___ Passage given ___

# palabrotas - bad words



## sabrinita85

Hola:
he visto que a veces, los foreros escriben las palabrotas con asteriscos, por ejemplo "co**" en el título.
Lo que me pregunto es:
¿no sería mejor dejar la palabrota tal cual de manera que si alguien la busca con la función "Search" puede encontrarla?
Gracias

Hi,
I realized that sometimes, foreros write dirty-words marked by an asterisk, for example "fu**" in the title.
And I wonder: why don't let the bad word as it is, so that the person who search for it can find it?

(Sorry for my bad English )

Thanks


----------



## TrentinaNE

A very timely inquiry, sabri, as the moderators have been discussing this very dilemma amongst ourselves recently.  We'll post our consensus thoughts soon.  

Elisabetta


----------



## heidita

I would think then, rule 19 should have to be changed. Unless the poster is asking for a specific translation or a specific question about swear words, which is allowed, "dirty language" is not. 

I remember having a simple _shit_ deleted once. So, imagine really "bad words", sabrinita.

What does occur to me, and what might be a good idea, is to add a hyperlink to the for example sh**. this way a learner would not "stand in the dark", so to speak.


----------



## TrentinaNE

> 19. Please keep your language clean and decent. This includes personal inflammatory language as well as obscenities.

___ Extracted data ___

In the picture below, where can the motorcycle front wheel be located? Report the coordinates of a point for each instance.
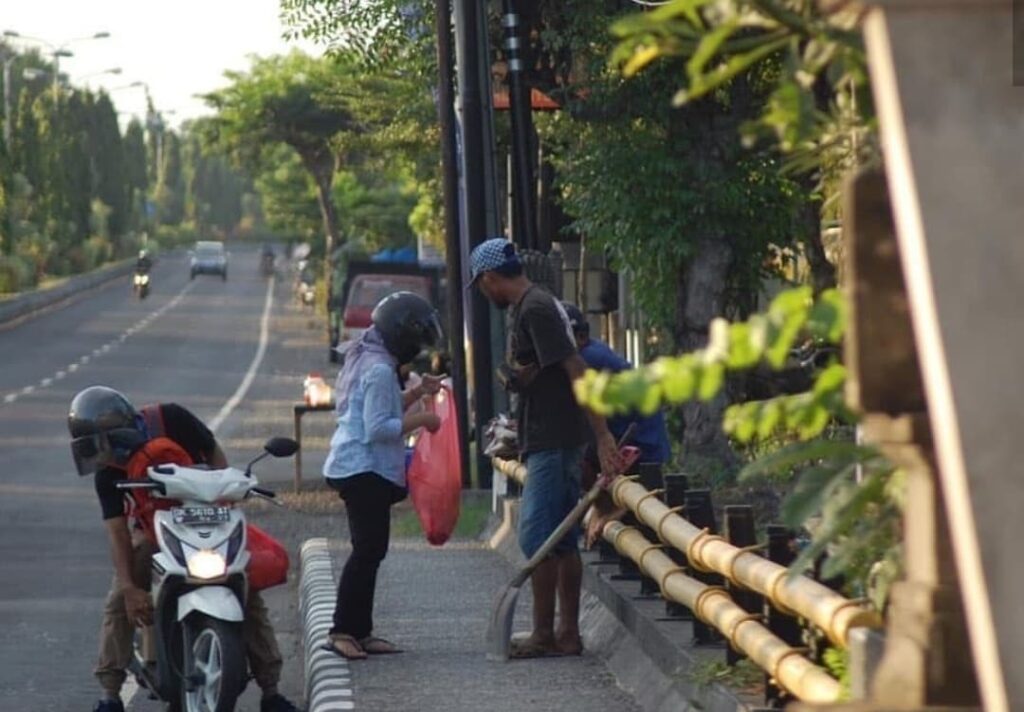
(214, 665)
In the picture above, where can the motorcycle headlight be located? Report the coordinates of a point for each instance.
(207, 563)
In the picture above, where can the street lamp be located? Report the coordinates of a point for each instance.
(56, 50)
(113, 70)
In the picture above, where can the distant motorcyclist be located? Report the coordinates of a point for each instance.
(143, 263)
(107, 431)
(266, 258)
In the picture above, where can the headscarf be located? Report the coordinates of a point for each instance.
(360, 355)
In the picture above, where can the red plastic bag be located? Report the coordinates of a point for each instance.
(267, 559)
(435, 473)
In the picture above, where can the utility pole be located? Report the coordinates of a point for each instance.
(468, 43)
(8, 102)
(523, 189)
(453, 245)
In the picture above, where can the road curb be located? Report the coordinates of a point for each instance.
(20, 307)
(328, 681)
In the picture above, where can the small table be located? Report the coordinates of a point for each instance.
(300, 409)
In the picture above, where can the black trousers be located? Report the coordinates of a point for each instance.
(368, 500)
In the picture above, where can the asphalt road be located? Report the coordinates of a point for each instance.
(189, 342)
(193, 342)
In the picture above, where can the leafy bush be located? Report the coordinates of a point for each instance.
(846, 495)
(16, 275)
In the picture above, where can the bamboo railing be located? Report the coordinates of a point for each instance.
(744, 568)
(786, 665)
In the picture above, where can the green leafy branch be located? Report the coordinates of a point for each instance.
(770, 337)
(810, 60)
(847, 495)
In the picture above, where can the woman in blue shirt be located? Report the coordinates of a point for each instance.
(367, 462)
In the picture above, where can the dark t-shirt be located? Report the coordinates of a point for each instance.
(549, 415)
(179, 425)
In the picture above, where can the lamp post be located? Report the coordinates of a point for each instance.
(57, 50)
(112, 71)
(8, 96)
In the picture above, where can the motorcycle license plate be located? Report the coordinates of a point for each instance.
(200, 515)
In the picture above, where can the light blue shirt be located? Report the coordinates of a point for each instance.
(369, 433)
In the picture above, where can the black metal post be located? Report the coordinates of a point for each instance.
(473, 176)
(701, 514)
(739, 531)
(523, 192)
(628, 570)
(781, 551)
(652, 478)
(453, 247)
(675, 496)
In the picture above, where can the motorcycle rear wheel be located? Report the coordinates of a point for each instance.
(214, 654)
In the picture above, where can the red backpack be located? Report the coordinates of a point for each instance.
(268, 559)
(160, 450)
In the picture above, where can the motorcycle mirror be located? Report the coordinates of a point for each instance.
(281, 447)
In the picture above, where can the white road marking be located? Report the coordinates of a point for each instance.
(264, 333)
(72, 368)
(130, 688)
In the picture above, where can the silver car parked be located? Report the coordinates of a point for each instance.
(208, 257)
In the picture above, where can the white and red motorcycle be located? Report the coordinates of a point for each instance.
(193, 656)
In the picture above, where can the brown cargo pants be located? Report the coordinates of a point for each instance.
(117, 632)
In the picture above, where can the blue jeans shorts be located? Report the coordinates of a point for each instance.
(551, 492)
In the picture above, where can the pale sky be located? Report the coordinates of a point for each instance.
(178, 47)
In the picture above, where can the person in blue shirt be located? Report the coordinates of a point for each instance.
(650, 435)
(367, 462)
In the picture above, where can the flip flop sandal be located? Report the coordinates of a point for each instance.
(525, 650)
(333, 646)
(375, 645)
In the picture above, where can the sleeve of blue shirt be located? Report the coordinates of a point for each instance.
(380, 421)
(599, 355)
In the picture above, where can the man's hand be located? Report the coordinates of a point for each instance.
(138, 605)
(412, 421)
(430, 385)
(609, 455)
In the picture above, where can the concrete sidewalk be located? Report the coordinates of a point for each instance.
(435, 603)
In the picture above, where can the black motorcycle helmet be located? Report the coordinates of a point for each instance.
(104, 428)
(408, 324)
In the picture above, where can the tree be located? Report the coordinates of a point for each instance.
(289, 196)
(170, 196)
(819, 111)
(108, 159)
(295, 100)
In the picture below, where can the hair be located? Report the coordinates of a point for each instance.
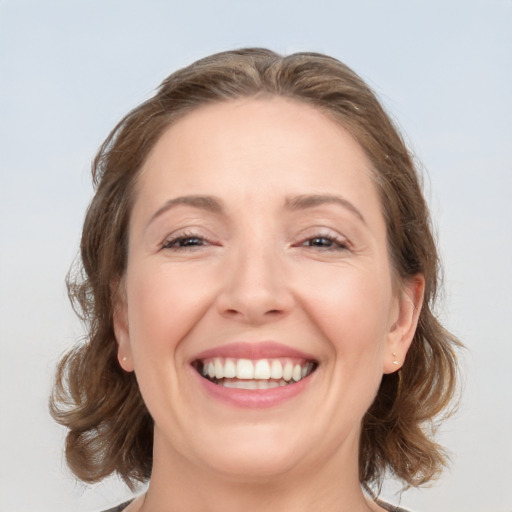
(110, 429)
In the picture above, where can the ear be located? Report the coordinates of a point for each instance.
(121, 329)
(403, 322)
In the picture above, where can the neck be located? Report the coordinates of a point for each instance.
(178, 485)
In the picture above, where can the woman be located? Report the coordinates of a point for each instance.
(258, 280)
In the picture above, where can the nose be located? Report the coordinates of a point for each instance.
(256, 289)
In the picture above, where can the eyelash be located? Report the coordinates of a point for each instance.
(180, 242)
(335, 243)
(183, 242)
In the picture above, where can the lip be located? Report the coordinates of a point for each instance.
(257, 398)
(254, 351)
(254, 398)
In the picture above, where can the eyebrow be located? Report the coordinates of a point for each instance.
(207, 203)
(214, 205)
(304, 202)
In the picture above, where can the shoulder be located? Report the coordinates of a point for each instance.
(119, 508)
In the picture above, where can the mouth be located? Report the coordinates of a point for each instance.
(260, 374)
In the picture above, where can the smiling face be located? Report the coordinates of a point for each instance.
(257, 308)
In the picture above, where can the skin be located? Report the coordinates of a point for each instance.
(315, 278)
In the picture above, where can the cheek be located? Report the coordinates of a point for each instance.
(164, 305)
(352, 311)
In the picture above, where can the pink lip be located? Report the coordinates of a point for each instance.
(257, 398)
(254, 398)
(254, 351)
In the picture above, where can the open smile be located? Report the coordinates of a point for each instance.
(254, 374)
(249, 374)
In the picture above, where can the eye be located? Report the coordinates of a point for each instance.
(325, 242)
(185, 241)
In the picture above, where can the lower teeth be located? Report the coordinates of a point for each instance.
(251, 384)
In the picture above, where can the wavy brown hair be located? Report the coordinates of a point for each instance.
(110, 429)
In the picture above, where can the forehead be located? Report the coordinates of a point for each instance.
(265, 140)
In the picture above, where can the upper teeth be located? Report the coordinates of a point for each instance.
(264, 369)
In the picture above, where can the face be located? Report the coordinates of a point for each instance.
(257, 309)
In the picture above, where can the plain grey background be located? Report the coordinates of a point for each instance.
(70, 69)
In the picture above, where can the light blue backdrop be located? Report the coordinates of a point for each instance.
(70, 69)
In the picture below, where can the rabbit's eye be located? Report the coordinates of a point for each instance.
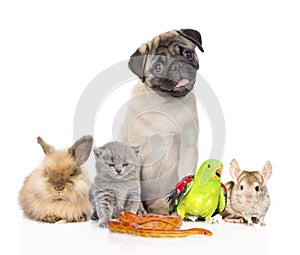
(74, 172)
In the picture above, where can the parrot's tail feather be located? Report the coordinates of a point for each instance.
(171, 199)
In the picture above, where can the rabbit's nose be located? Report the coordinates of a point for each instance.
(59, 187)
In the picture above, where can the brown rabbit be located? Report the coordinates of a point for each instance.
(57, 190)
(248, 198)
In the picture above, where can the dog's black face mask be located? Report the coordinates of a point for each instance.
(168, 64)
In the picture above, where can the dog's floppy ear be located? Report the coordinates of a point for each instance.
(192, 35)
(138, 60)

___

§ **List of tasks**
**1)** In the thread on bad words, what does heidita suggest adding to an asterisked word such as sh**?
**2)** For each statement, say whether it agrees with the thread on bad words: (a) The moderators had recently been discussing the issue among themselves. (b) Rule 19 covers only obscenities. (c) heidita considers questions about swear words always forbidden.

§ **Completed exercise**
**1)** A hyperlink.

**2)**
(a) Yes: "the moderators have been discussing this very dilemma amongst ourselves recently."
(b) No: "This includes personal inflammatory language as well as obscenities."
(c) No: "Unless the poster is asking for a specific translation or a specific question about swear words, which is allowed"